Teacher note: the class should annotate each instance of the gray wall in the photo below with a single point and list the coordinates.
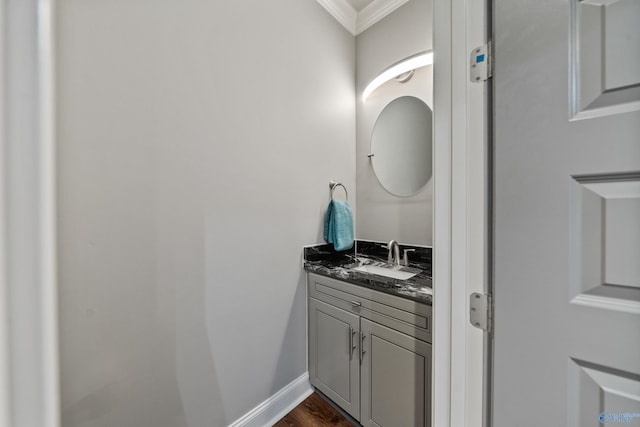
(382, 216)
(196, 141)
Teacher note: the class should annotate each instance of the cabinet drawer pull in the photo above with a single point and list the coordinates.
(352, 346)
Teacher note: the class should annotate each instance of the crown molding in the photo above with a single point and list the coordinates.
(375, 12)
(343, 12)
(356, 22)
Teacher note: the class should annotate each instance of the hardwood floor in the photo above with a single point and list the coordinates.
(314, 412)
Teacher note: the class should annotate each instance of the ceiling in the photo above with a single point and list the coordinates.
(358, 15)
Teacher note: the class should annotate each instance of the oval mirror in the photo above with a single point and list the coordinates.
(401, 146)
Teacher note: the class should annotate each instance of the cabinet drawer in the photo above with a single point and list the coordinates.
(405, 315)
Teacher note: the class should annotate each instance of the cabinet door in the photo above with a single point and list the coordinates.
(396, 378)
(334, 366)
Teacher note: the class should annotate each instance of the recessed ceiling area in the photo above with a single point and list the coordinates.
(358, 15)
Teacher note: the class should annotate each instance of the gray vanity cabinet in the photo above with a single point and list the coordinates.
(394, 378)
(369, 352)
(334, 363)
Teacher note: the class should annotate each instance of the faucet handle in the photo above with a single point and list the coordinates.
(405, 258)
(392, 246)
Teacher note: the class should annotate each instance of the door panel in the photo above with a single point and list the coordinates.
(334, 363)
(396, 381)
(566, 209)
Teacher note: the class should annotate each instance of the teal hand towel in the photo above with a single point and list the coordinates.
(338, 225)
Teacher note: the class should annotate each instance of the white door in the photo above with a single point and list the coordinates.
(566, 182)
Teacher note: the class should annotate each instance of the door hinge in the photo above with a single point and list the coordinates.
(480, 311)
(481, 63)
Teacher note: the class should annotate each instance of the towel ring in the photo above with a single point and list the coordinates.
(334, 184)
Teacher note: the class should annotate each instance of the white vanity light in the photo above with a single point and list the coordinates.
(411, 63)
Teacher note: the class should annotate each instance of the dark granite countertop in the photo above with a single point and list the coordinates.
(323, 260)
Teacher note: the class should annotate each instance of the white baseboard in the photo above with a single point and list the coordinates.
(277, 406)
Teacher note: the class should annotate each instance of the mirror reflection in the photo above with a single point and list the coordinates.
(401, 145)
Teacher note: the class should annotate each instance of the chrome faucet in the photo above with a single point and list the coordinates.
(394, 257)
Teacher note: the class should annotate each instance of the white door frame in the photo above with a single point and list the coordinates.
(460, 198)
(29, 381)
(29, 393)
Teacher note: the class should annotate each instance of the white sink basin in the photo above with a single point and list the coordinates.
(385, 271)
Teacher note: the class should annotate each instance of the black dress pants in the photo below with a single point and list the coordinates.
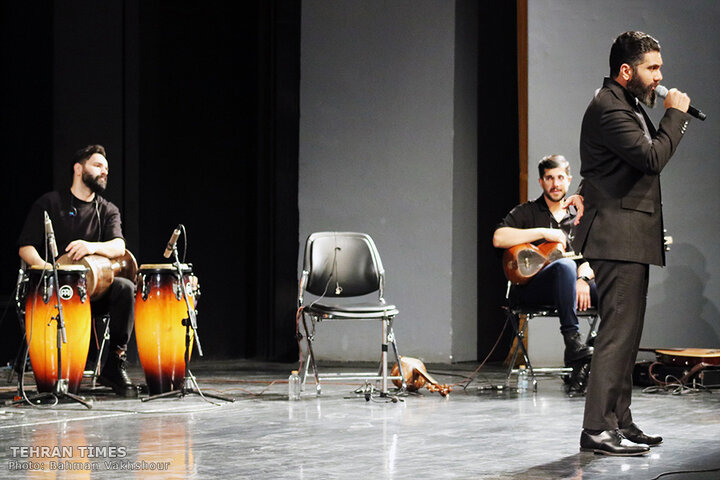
(622, 287)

* Activity *
Pictures are to be left out; everything else in the entries is reproduced verbatim.

* Exercise result *
Teacher note: the class should annotate each instance of the gray wall in the photo below with a single point and list the coordinates.
(382, 216)
(196, 141)
Teacher note: the class should annotate each instance of the cabinet drawer pull in the photo above with a single point and list the coordinates.
(352, 346)
Teacher note: the class should annotate each instance of the crown molding in the photo above with a single point and list the coordinates.
(375, 12)
(343, 12)
(356, 22)
Teacher note: the class should annotate each instance of the hardwood floor in the photo above with a single point and list the coordinates.
(314, 412)
Teacher note: the class should annotate each instance of the ceiling in the photo above with a single point and list the coordinates.
(358, 15)
Teacher note: the class should annotate each instance of the oval mirror in the photo above with a single point and list the coordinates.
(401, 146)
Teacher note: the class should annotate each instance of the cabinet drawer in the photo above with a single point and list the coordinates.
(405, 315)
Teacher note: the class should annotate each instance of the cabinet door in the photo above with a single point and list the coordinates.
(396, 378)
(334, 366)
Teacher note: the class should annotate each instance of the recessed ceiling area in the photo above with a single point and list the coordinates.
(358, 15)
Teacher note: the class should annotate each instance of the gray vanity cabinet in the photo above with a single point and list the coordinates.
(394, 378)
(369, 352)
(334, 363)
Teacher note: the class should annotate each instance of the faucet handle in the photo above with a single point and list the coordinates.
(405, 258)
(392, 246)
Teacher note: the class should annotate each instance of the door panel in the photo above with a single point and list the coordinates.
(334, 363)
(396, 381)
(566, 209)
Teacher note: the class should annotate each instance of the teal hand towel in the photo above with a single point and list the coordinates.
(338, 225)
Teacher note: the class should annotate each instance of the white door in the photo above with a single point and list the coordinates.
(566, 182)
Teacher note: the class should annotate each instance of the door hinge in the photo above with a single point and list the coordinates.
(480, 311)
(481, 63)
Teacher note: the class should annotate each instance of the towel ring in the photo above with a single point and list the coordinates.
(334, 184)
Teacher note: the class should annotate each instance of the white vanity light in the photo above with a single point and list the coordinates.
(411, 63)
Teacher note: the class should annotate each instance of the dark granite countertop in the photo above with a single point and list the coordinates.
(323, 260)
Teacher note: the class should annotate each instance of the white baseboard in the photo above with a single point and list the coordinates.
(277, 406)
Teacher note: the class should annotate each instance of the mirror reflection in the photo above with a single point and list the coordinates.
(401, 145)
Teacher note: the class should annotate each instance of the chrome faucet in the photo above with a single point and list the coordinates.
(394, 257)
Teacher note: the class should annotate each instance of the white door frame in the photo above with a single point and list the coordinates.
(460, 198)
(29, 381)
(29, 393)
Teacher note: the class should annotate each instance of the white sink basin in the photo above with a single point and list the coordinates.
(385, 271)
Teacher note: the class should annotate each instance of the black dress pants in the photo below with a single point and list the coordinates.
(622, 287)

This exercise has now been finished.